** start of Selected extract **

I never considered myself to have come from a very privileged family, and yet I know there’s a great many things that I have to be thankful for.  After my last post, I’m sure there are a lot of people who would look at what I wrote and think, “Oh, that’s some wishful thinking, but what do you know about me and my problems?  Have you ever lived in a trailer park working two jobs to feed your three kids?  How am I supposed to focus on things like love and vacation?  You don’t know shit about what I’m going through.  You’re just another spoiled person talking crap.”

The truth is, I don’t know what it’s like to live that life, so I’m sorry if you read that and felt insulted by my nonchalant attitude.  I can really only speak from my own experiences and those I’ve shared with others.  But that doesn’t mean my words don’t still hold some truth to them.  I know, in many ways, I do act like a spoiled little rich kid at times.  And it’s true, that I could probably never understand the lives of people who’ve had it a lot worse off than me.  But that doesn’t mean I can’t try.

“The road to heaven goes through hell.” ~ Unknown, allusion to Dante’s Divine Comedy

So I was sitting in the living room watching TV when the movie 8 Mile came on.  I had never seen it, but I’d always wanted too, since I enjoy a lot of Eminem’s work (I didn’t as a kid, but I do now as an adult).  I think his music has some very inspiring messages that come from the heart.

For those of you who’ve seen it, I think the movie is a perfect example of what I said in my last post and how those that have it a lot worse off than me can still take it to heart and apply it to their own situations.

For those who haven’t seen the movie, Eminem plays this guy Rabbit who lives with his mom in a trailer park in Detroit.  His car doesn’t work, he’s about to lose his job, his mom is about to be evicted, his girlfriend tells him she got knocked up, and the man his mom is seeing is a real asshole to the family.  If that wasn’t bad enough, things get even worse for him as the movie goes on.  His new girlfriend is cheating on him with his friend, he has a reputation for being a chicken at the local clubs, his mom throws him out of the house with his daughter in tow, and he gets beaten up by a gang of local thugs.

That probably sounds a lot more like what some of you are probably used to seeing and dealing with.  I’m sure a lot more people can relate to that lifestyle if you couldn’t relate to my last post.

But it’s not all bad news.  Just when he’s at his lowest and about ready to give up, he pushes past it all and things begin to turn around for Rabbit.  The abusive guy leaves, his mom wins enough money at bingo for them to keep the trailer, Rabbit and his daughter move back in, his boss offers him some extra shifts, his girlfriend comes back to him, his friends come back to support him, and he begins to develop more courage and street credit with his rhymes.

** end of Selected extract **
** start of Dataset entries **

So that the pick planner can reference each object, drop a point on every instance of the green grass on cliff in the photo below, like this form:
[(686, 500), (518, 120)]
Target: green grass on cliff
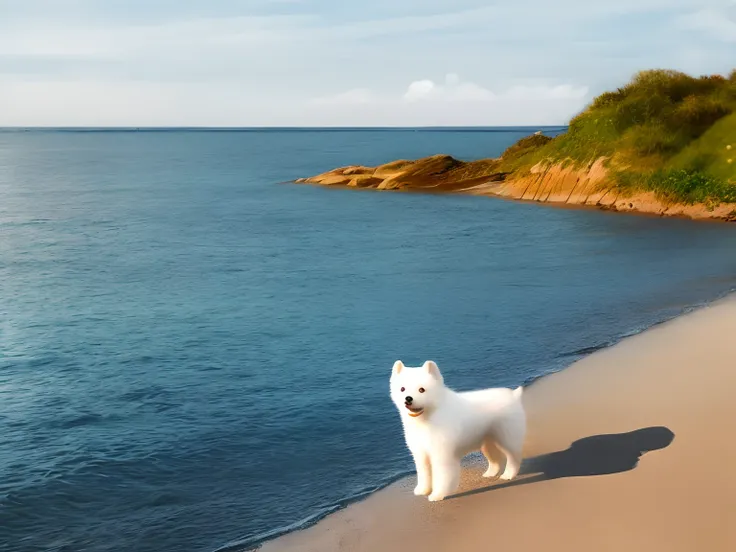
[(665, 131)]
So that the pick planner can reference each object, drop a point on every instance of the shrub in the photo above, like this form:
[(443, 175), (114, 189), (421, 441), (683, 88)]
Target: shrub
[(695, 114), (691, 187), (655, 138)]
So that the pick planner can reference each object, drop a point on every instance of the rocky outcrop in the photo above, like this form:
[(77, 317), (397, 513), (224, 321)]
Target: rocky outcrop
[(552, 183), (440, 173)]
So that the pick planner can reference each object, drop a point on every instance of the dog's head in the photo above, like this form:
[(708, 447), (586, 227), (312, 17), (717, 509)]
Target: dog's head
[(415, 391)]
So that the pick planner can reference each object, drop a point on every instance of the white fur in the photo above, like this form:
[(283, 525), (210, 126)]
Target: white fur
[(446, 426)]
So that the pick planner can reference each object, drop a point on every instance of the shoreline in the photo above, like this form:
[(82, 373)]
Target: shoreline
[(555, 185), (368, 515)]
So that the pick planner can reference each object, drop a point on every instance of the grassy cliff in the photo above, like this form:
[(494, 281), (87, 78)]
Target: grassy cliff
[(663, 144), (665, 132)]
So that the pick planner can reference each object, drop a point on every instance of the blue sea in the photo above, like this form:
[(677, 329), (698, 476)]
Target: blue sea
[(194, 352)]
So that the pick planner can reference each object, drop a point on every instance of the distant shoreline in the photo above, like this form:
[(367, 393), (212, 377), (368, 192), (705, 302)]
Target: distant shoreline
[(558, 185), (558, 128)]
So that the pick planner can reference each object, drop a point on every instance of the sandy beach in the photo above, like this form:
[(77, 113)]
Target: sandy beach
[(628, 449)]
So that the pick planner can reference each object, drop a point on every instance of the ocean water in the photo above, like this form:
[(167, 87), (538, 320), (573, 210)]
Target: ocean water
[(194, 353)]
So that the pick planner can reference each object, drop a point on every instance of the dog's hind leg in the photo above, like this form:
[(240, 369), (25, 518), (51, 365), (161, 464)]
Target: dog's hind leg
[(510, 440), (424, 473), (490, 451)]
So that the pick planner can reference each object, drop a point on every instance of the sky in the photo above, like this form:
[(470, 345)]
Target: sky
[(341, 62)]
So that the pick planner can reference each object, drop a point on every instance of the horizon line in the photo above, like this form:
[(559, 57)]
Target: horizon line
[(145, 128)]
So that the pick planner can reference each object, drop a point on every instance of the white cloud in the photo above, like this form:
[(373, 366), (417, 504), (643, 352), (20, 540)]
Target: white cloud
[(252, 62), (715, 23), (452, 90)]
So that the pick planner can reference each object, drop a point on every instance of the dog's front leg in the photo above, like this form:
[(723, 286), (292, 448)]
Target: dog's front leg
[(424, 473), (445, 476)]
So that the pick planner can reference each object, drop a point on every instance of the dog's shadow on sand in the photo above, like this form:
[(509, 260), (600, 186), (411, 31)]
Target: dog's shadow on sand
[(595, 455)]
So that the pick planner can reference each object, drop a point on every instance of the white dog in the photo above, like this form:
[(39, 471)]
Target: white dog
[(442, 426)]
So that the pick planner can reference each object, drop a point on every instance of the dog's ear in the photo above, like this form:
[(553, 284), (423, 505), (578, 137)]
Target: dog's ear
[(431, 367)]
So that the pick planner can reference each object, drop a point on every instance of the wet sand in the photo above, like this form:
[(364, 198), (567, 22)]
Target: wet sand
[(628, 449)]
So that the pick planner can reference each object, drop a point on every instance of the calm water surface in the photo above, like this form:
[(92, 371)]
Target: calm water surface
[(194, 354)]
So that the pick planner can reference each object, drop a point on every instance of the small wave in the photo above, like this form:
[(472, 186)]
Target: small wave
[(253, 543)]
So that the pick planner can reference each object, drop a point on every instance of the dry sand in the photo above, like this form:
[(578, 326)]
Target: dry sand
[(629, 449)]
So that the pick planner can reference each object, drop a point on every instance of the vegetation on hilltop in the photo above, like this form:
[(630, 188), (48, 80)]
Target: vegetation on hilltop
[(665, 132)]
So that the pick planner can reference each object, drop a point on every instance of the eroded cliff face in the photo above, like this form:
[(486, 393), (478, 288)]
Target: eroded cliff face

** end of Dataset entries **

| Directive |
Pick up the blog post about 8 Mile after its final paragraph and keep it going.

| Exercise response |
He may not have been rich or outrageously successful, but Rabbit was at least able to pull himself out of the hell hole he was in and give himself and his daughter a better life.  He was able to do this because he stayed focused on his dream and the things that really mattered to him; and as a result, he drew strength and motivation from it that allowed him to do the work needed to see him to the end.  If he can do it, so can we all, I think.

“Pride is not the opposite of shame, but its source.  True humility is the only antidote to shame.” ~ General Iroh, Avatar: The Last Airbender

At the beginning of 8 Mile, Rabbit found himself engaged in a rap battle in which he couldn’t handle the pressure and wound up choking on stage.  He lost the battle and his reputation with it, even though all his friends built him up as being a great improv rapper.  The shame he felt made his dream of becoming a rap star seem impossible and so he began to lose passion.  This plunged him into a downward spiral until he found himself, literally, at rock bottom.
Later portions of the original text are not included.